-- START OF Given data --

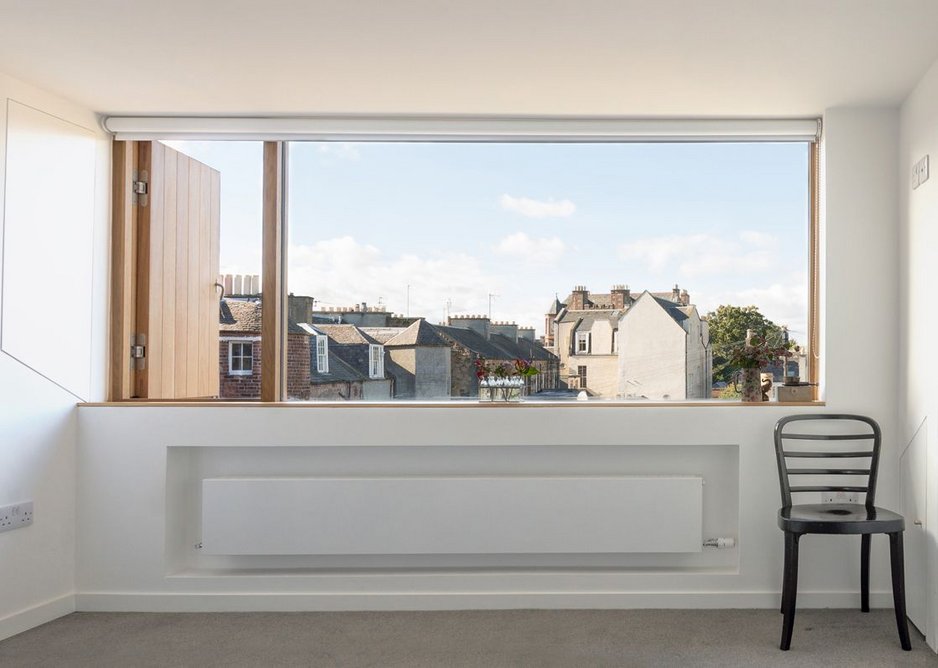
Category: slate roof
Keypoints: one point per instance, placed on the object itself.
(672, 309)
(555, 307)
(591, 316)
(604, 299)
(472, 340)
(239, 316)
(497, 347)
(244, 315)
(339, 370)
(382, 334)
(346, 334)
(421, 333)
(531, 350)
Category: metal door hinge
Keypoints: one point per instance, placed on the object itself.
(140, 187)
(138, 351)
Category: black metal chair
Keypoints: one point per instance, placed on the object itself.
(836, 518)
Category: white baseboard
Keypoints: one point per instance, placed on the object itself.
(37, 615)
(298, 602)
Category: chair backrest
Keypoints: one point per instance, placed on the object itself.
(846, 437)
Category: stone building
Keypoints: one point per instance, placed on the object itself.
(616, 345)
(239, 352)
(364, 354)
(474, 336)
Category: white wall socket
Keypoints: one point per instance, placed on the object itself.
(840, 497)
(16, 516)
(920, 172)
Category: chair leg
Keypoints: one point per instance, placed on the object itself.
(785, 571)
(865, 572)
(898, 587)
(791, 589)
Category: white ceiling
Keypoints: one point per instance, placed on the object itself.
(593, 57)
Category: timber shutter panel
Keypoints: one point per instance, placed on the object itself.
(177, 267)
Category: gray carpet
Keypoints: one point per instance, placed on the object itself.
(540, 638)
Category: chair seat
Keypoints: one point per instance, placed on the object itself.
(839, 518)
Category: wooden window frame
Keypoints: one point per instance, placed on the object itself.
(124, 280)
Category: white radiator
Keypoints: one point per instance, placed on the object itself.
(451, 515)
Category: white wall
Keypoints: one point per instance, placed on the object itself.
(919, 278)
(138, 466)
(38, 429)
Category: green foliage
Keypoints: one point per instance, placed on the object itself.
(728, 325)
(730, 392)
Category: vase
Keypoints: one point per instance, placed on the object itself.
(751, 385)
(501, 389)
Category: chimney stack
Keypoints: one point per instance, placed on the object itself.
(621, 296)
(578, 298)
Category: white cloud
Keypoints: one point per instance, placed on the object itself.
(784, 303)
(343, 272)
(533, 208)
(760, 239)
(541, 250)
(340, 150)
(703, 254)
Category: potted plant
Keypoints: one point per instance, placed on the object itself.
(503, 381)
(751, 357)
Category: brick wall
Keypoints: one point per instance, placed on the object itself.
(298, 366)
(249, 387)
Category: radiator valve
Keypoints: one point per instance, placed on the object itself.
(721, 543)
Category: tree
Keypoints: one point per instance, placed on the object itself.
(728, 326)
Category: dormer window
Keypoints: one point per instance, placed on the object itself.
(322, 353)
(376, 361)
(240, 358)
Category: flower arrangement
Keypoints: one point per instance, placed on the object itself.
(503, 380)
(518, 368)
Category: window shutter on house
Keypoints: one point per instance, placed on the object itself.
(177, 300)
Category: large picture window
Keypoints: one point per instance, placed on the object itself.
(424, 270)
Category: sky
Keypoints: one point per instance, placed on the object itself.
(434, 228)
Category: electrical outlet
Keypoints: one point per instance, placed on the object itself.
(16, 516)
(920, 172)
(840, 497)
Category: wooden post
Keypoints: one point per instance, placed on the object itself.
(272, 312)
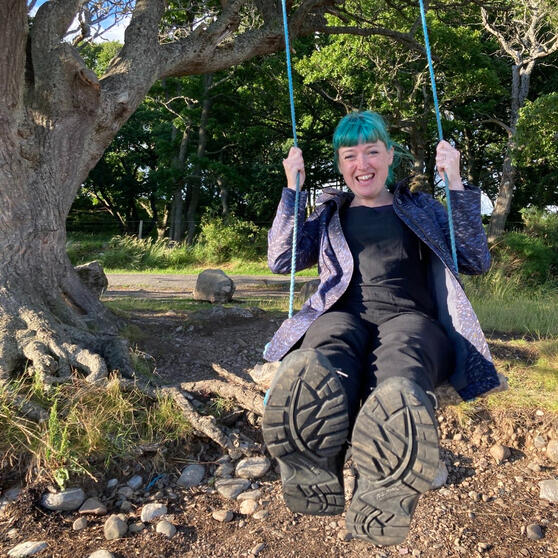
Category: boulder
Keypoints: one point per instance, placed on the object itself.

-- END OF Given data --
-- START OF Given data --

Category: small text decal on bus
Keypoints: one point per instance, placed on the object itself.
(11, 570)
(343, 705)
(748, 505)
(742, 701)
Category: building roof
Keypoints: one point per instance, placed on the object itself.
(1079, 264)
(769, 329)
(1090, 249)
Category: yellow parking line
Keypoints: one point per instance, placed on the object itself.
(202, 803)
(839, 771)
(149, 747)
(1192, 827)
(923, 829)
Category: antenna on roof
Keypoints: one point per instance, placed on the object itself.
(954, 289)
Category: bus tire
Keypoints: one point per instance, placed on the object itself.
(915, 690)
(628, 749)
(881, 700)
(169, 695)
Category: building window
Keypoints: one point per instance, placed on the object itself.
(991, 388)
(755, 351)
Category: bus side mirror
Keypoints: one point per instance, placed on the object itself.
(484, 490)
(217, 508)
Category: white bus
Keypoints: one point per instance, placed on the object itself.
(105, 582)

-- END OF Given data --
-- START OF Given data --

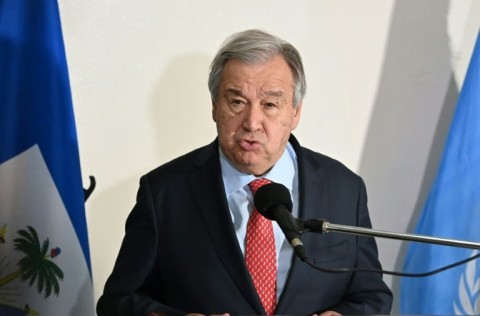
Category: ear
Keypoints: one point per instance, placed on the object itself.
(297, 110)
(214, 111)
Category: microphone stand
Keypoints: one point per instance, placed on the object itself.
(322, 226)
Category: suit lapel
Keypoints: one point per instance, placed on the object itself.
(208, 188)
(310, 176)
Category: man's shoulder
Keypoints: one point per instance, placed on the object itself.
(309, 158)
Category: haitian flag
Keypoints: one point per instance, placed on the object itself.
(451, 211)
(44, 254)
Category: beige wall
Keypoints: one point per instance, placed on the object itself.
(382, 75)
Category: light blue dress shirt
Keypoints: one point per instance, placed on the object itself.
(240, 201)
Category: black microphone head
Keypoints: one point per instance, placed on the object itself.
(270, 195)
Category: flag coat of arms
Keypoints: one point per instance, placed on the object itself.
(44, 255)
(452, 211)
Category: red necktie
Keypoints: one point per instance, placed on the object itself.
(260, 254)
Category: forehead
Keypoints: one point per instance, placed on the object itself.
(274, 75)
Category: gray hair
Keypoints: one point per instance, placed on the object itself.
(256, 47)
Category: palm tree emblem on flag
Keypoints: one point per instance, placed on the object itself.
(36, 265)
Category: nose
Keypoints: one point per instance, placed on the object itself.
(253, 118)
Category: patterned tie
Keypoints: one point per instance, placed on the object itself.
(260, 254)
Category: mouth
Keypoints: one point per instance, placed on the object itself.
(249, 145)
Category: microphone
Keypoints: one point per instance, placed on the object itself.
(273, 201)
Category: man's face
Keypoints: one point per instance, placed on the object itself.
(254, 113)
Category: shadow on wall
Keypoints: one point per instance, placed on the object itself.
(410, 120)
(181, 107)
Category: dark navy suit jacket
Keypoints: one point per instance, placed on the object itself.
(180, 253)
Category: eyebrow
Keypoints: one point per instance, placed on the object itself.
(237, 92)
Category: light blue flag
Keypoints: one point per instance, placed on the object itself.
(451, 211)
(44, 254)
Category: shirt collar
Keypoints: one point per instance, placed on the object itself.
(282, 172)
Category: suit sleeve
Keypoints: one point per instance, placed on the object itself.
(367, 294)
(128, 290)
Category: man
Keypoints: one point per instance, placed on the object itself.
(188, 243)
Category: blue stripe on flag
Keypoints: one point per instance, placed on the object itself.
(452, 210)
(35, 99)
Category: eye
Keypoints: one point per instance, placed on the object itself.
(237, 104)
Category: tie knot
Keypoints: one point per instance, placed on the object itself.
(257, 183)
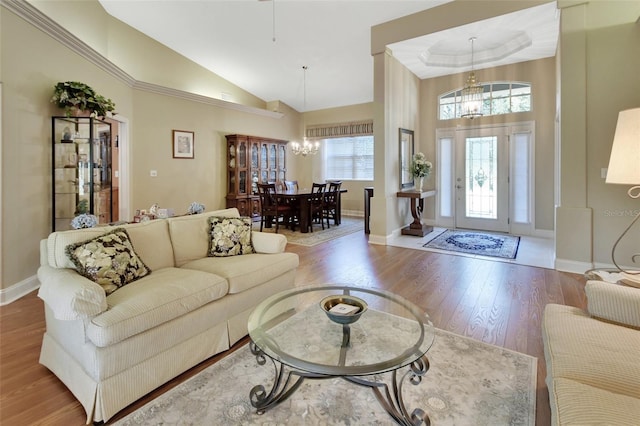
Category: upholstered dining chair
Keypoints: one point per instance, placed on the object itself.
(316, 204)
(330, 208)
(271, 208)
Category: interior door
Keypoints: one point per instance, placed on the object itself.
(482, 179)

-- END OF Given data --

*Exercise*: Return the rows from the line containing "Category: small text decal on bus" through the line containing "(1090, 249)", reproducing each one character for character.

*Final result*:
Category: small text decal on bus
Keypoints: one point per instance, placed on the object itself.
(11, 570)
(343, 705)
(748, 505)
(742, 701)
Category: building roof
Keypoints: one point per instance, placed on the object itself.
(1079, 264)
(769, 329)
(1090, 249)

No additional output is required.